■ **HOW TO COMPLETE THIS TASK**
Every line of the entries below from the one containing "Query: broad leaf" to the one containing "written like <point>295,64</point>.", both ends included, must be written out exactly. No other line belongs in the answer.

Saved entries:

-.-.-

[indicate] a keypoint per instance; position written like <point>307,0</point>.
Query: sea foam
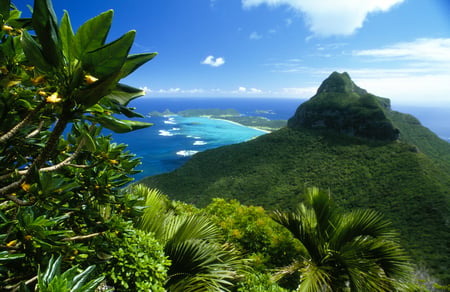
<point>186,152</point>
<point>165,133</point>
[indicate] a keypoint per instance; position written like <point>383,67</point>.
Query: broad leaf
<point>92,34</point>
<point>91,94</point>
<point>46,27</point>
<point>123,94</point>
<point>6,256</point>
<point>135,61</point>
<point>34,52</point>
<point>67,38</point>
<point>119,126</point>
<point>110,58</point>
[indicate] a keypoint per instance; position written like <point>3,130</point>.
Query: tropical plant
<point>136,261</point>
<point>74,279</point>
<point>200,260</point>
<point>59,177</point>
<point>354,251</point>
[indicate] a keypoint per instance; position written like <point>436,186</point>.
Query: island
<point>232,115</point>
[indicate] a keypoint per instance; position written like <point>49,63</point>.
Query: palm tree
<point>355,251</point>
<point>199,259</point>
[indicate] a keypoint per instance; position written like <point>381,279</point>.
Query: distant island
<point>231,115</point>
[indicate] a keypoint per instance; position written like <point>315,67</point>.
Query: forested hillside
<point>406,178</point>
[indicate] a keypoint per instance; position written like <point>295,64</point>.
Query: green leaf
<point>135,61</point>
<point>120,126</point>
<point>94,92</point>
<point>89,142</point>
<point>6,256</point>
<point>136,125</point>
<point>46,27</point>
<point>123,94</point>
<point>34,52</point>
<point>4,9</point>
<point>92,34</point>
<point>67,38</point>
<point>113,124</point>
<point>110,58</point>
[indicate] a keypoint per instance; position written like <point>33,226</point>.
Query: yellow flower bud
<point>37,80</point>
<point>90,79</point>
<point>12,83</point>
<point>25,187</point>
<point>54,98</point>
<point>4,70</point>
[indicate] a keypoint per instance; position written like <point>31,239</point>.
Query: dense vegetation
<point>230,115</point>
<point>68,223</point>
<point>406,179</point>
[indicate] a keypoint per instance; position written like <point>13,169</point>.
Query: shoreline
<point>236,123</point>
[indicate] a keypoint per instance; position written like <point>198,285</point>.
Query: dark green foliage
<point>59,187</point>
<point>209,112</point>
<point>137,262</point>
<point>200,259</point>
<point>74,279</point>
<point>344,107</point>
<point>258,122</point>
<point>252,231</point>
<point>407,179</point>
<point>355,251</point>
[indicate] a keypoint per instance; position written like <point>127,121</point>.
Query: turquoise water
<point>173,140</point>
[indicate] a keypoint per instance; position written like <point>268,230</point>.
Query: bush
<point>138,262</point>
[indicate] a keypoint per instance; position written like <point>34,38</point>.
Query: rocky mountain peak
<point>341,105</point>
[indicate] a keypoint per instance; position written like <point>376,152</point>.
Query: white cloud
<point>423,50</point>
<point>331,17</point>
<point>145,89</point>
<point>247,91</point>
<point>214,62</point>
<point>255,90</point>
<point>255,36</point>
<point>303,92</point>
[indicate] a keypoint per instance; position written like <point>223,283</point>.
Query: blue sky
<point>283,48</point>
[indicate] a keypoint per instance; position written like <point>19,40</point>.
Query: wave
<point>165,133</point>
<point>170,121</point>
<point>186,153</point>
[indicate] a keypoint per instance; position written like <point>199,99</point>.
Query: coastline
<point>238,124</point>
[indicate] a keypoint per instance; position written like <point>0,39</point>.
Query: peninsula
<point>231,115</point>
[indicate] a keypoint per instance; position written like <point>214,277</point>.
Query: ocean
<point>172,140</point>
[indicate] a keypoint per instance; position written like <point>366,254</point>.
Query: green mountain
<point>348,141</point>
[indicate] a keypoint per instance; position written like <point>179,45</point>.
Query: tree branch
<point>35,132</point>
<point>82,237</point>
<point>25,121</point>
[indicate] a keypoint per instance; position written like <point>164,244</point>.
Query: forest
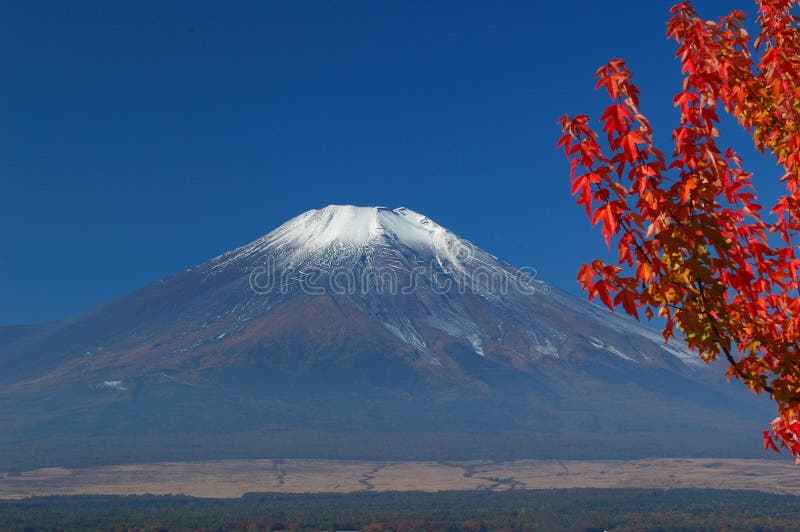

-.-.-

■ **RESPONSE AREA**
Query: broad leaf
<point>92,34</point>
<point>91,94</point>
<point>46,27</point>
<point>123,94</point>
<point>6,256</point>
<point>135,61</point>
<point>34,52</point>
<point>67,38</point>
<point>119,126</point>
<point>110,58</point>
[indicate] a keypoint per instance; position written like <point>3,130</point>.
Query: tropical plant
<point>136,261</point>
<point>74,279</point>
<point>200,260</point>
<point>59,177</point>
<point>354,251</point>
[indicate] a keypoint per instance; position written like <point>436,186</point>.
Query: island
<point>232,115</point>
[indicate] a keypoint per instance; position written like <point>49,63</point>.
Query: palm tree
<point>355,251</point>
<point>199,259</point>
[indicate] a keypoint per instance; position written like <point>381,279</point>.
Query: distant island
<point>231,115</point>
[indicate] a keypoint per instance; position written like <point>315,67</point>.
Query: forested hillside
<point>406,178</point>
[indicate] a keypoint per instance; position written like <point>295,64</point>.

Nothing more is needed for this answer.